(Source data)
↓↓↓
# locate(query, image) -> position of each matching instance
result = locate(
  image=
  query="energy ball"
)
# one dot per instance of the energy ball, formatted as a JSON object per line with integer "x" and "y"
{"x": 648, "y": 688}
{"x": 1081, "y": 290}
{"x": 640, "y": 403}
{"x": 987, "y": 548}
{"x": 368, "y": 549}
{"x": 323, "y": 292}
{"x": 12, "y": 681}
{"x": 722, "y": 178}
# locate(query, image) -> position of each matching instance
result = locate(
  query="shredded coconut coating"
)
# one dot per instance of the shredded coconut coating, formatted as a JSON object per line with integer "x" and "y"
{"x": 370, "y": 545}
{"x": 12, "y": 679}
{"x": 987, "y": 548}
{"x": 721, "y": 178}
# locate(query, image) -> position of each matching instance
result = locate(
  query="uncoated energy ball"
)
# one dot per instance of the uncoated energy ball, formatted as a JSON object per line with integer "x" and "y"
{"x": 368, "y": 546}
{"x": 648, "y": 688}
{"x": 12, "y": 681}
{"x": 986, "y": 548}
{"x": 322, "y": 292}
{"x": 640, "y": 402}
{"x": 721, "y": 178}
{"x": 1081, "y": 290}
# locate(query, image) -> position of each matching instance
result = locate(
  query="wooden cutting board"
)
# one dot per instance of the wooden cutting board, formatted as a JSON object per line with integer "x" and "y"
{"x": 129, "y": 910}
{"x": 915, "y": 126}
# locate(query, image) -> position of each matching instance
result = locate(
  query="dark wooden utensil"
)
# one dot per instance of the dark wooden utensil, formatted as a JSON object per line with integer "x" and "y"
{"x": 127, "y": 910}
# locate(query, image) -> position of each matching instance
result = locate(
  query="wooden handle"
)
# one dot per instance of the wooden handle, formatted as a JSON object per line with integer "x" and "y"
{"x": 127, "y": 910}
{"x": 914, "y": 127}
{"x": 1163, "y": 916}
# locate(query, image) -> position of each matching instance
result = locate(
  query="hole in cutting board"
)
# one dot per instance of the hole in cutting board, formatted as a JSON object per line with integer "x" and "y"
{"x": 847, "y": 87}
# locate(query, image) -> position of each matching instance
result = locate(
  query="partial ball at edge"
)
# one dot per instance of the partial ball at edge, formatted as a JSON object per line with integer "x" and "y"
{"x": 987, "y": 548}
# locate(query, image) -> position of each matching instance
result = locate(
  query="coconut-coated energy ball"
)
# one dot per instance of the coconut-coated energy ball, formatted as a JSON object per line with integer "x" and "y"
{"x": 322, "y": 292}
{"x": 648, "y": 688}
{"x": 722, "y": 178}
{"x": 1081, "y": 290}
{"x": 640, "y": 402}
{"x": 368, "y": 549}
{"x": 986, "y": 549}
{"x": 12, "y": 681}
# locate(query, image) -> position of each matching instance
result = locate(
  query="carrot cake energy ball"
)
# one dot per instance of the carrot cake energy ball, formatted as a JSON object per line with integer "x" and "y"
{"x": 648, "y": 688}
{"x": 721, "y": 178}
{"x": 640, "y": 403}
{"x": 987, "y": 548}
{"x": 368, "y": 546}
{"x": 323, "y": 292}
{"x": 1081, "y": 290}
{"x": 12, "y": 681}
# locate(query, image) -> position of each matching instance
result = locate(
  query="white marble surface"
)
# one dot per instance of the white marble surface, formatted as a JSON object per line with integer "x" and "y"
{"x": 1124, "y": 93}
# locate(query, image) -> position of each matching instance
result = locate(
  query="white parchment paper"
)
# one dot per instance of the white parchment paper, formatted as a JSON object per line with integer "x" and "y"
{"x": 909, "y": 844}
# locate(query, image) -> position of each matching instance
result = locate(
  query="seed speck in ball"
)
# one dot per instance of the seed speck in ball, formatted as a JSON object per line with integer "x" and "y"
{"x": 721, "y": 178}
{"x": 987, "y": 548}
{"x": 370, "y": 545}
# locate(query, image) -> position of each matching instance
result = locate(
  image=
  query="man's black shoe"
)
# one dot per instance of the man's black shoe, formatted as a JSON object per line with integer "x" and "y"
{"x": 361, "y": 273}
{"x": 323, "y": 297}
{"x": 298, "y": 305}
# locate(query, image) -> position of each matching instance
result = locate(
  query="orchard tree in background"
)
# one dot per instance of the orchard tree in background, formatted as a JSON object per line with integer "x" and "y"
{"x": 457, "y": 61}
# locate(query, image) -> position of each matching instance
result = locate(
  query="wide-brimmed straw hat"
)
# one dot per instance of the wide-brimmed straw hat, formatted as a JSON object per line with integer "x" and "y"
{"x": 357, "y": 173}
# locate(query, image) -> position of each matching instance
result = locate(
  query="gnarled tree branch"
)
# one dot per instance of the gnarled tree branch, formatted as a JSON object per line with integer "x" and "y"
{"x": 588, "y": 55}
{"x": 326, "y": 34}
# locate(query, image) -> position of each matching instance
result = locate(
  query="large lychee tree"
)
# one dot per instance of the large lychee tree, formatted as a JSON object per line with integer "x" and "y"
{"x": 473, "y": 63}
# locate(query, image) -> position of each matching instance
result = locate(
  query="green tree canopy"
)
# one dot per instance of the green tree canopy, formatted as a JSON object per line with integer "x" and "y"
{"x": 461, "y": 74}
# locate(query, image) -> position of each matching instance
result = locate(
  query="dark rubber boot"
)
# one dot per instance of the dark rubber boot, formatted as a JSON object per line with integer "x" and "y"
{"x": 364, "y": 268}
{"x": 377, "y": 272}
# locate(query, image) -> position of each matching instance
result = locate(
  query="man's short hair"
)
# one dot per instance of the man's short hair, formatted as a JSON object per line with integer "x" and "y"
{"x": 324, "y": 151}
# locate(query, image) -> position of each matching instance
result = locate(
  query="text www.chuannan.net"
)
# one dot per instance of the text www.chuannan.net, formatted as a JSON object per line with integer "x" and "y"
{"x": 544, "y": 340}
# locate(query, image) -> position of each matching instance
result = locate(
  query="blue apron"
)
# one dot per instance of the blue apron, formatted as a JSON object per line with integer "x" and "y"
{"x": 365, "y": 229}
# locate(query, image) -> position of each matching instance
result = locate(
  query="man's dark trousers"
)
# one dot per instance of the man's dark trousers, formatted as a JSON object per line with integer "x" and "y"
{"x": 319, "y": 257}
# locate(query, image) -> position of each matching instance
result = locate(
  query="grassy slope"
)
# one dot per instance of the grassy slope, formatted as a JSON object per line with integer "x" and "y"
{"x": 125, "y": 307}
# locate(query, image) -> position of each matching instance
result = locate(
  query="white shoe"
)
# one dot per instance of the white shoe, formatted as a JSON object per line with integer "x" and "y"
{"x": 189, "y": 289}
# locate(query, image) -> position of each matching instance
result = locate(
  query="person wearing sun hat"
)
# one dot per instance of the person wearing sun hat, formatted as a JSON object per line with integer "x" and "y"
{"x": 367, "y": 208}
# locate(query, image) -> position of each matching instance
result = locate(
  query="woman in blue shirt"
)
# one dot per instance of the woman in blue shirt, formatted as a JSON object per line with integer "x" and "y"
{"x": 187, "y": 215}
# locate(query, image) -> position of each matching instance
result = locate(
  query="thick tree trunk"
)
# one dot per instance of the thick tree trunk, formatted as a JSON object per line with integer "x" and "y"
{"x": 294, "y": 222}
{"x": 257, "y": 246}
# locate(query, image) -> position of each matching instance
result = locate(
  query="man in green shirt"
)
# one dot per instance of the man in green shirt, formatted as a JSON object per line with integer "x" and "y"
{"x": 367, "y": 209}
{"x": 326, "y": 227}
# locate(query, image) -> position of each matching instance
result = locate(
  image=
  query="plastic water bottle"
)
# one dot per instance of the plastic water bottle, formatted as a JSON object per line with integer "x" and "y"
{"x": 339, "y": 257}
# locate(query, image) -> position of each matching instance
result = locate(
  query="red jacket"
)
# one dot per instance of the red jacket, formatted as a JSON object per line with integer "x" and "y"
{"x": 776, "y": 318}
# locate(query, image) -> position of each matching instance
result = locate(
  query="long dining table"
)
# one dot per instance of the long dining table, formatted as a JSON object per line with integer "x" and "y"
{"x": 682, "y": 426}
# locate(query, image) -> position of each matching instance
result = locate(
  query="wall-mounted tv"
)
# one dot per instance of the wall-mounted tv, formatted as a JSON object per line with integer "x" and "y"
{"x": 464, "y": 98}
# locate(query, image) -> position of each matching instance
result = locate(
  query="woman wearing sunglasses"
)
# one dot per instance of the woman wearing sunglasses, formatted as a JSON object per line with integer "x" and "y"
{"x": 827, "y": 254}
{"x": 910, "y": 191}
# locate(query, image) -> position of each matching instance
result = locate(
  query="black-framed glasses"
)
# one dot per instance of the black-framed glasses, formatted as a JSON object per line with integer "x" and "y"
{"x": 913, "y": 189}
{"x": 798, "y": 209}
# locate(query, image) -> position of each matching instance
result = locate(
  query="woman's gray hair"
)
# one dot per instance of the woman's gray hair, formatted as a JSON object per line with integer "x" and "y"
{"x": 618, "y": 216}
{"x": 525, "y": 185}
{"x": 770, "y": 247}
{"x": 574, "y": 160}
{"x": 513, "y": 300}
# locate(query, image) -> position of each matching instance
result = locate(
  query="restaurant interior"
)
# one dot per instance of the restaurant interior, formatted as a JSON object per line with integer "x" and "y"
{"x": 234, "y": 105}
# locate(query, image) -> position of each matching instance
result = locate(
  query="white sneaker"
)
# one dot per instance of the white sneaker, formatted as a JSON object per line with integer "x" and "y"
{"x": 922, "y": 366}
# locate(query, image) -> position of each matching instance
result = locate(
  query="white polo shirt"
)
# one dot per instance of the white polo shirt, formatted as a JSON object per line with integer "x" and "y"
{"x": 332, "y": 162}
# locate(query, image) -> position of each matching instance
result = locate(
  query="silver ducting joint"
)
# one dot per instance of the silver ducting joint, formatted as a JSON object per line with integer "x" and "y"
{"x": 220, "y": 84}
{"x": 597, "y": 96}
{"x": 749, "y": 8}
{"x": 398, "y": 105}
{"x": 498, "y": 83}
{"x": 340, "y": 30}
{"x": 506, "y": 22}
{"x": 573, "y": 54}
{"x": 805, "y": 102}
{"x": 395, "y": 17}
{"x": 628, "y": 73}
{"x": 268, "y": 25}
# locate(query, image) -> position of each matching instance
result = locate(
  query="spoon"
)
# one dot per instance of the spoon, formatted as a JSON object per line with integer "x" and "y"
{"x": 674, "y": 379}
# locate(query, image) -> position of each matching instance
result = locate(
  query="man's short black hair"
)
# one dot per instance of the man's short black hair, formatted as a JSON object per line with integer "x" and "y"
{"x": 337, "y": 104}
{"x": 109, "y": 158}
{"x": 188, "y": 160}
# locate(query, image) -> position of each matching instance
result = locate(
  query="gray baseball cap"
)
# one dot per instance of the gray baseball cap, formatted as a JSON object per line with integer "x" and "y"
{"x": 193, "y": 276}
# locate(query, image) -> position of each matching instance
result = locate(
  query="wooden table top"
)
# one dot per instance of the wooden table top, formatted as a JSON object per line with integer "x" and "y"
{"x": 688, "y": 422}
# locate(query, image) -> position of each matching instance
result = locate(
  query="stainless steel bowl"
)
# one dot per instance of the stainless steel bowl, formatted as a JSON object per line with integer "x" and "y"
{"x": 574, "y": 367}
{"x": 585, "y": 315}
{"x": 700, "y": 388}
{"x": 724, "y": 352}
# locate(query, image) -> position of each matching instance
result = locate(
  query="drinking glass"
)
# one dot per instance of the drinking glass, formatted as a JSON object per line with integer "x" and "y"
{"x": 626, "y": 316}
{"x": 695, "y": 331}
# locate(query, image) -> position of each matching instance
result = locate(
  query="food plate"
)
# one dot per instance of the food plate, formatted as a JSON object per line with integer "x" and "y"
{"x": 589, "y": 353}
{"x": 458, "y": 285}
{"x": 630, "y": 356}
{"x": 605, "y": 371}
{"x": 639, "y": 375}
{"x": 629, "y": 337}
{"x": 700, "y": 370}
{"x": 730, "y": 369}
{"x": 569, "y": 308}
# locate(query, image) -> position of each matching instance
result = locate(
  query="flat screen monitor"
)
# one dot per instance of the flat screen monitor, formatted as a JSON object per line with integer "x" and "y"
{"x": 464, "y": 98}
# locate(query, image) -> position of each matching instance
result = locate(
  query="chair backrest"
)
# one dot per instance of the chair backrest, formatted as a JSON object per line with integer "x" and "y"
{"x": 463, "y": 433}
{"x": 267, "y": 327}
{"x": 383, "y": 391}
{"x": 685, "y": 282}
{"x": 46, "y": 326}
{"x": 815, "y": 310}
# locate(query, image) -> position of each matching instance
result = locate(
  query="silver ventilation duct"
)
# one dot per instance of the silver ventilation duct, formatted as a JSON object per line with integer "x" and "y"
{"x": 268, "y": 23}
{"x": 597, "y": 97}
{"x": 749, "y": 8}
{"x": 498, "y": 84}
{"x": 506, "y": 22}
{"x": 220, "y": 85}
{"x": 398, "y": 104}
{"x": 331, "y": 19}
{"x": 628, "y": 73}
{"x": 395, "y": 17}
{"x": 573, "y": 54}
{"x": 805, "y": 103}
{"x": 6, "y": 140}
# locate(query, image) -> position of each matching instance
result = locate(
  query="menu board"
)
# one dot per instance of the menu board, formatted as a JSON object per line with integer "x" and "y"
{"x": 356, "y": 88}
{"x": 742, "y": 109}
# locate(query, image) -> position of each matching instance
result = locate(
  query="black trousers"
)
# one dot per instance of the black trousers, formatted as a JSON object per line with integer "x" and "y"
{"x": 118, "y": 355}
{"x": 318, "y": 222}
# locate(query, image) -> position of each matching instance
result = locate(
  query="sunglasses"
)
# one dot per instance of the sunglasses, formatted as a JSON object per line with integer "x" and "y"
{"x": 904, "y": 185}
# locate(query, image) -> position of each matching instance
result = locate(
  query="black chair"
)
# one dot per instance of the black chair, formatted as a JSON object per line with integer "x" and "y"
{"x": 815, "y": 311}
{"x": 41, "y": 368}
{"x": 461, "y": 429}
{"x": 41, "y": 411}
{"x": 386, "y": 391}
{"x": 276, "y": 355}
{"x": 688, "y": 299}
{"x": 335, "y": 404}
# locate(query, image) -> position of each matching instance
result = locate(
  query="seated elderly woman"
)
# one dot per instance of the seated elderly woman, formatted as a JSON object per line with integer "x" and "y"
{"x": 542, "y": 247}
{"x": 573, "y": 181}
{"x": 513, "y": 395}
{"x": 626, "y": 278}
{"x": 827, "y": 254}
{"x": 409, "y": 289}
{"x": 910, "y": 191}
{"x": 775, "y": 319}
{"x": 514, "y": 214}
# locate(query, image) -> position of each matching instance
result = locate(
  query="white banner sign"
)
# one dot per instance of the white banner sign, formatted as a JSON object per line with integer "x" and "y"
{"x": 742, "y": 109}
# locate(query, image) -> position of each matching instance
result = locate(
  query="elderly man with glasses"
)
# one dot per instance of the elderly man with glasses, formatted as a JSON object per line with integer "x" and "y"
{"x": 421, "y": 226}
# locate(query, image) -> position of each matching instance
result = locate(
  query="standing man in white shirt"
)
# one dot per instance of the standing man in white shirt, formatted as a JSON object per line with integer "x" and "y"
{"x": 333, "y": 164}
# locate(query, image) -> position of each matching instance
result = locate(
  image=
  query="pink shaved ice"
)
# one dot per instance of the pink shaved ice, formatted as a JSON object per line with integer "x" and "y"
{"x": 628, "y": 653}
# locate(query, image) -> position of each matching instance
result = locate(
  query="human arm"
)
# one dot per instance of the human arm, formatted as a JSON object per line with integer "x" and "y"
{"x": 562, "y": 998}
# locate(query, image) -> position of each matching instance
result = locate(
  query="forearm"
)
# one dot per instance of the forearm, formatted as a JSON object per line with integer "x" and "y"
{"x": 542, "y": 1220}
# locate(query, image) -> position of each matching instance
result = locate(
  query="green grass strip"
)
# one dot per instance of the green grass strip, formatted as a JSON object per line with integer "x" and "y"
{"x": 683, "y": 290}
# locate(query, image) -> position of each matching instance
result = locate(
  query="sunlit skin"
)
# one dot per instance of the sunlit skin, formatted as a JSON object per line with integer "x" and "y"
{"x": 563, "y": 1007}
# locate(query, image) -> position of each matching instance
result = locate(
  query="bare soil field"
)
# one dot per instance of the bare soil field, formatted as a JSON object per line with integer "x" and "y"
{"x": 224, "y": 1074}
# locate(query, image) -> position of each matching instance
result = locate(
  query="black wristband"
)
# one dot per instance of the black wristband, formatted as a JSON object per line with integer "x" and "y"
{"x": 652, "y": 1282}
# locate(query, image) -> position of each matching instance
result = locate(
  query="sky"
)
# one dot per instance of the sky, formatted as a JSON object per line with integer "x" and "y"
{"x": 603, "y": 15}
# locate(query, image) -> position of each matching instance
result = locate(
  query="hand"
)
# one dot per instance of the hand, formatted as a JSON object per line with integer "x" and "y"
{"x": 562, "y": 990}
↑↑↑
▶ [Your objective] Give back, word for word, the lines of the records that run from the one holding "# one dot per instance of the human" to the very last.

▶ [Your solution]
# one dot per instance of the human arm, formatted as a JSON object per line with integer "x" and "y"
{"x": 562, "y": 998}
# locate(query, image) -> position of each matching instance
result = locate(
  query="forearm"
)
# one dot per instance of the forearm, formatted as a JSON object per line with integer "x" and "y"
{"x": 542, "y": 1220}
# locate(query, image) -> position of each matching instance
result = locate(
  query="green grass strip"
)
# one dot per instance of the green grass strip, formatted as a JSON object per line with integer "x" and "y"
{"x": 683, "y": 290}
# locate(query, image) -> position of each matching instance
result = locate(
  query="sunlit skin"
)
# one dot per instance of the sunlit skin, formatted as a JSON object per line with integer "x" and "y"
{"x": 563, "y": 1007}
# locate(query, image) -> position of each matching instance
result = locate(
  query="bare soil field"
)
# one dot per instance of the bare soil field, formatted as a JSON object per line with integer "x" and "y"
{"x": 224, "y": 1074}
# locate(query, image) -> position of each matching instance
result = locate(
  query="black wristband"
)
# one dot per instance of the black wristband, formatted as a JSON object per line with integer "x" and "y"
{"x": 652, "y": 1282}
# locate(query, image) -> position of each matching instance
result = locate(
  query="sky"
)
# one dot per instance of the sky, formatted as a JSON object per line with integer "x" and "y"
{"x": 603, "y": 15}
# locate(query, image) -> position of each matching instance
result = locate(
  query="hand"
)
# one dot per instance of the hand, formatted as a JSON object per line with integer "x" and "y"
{"x": 562, "y": 990}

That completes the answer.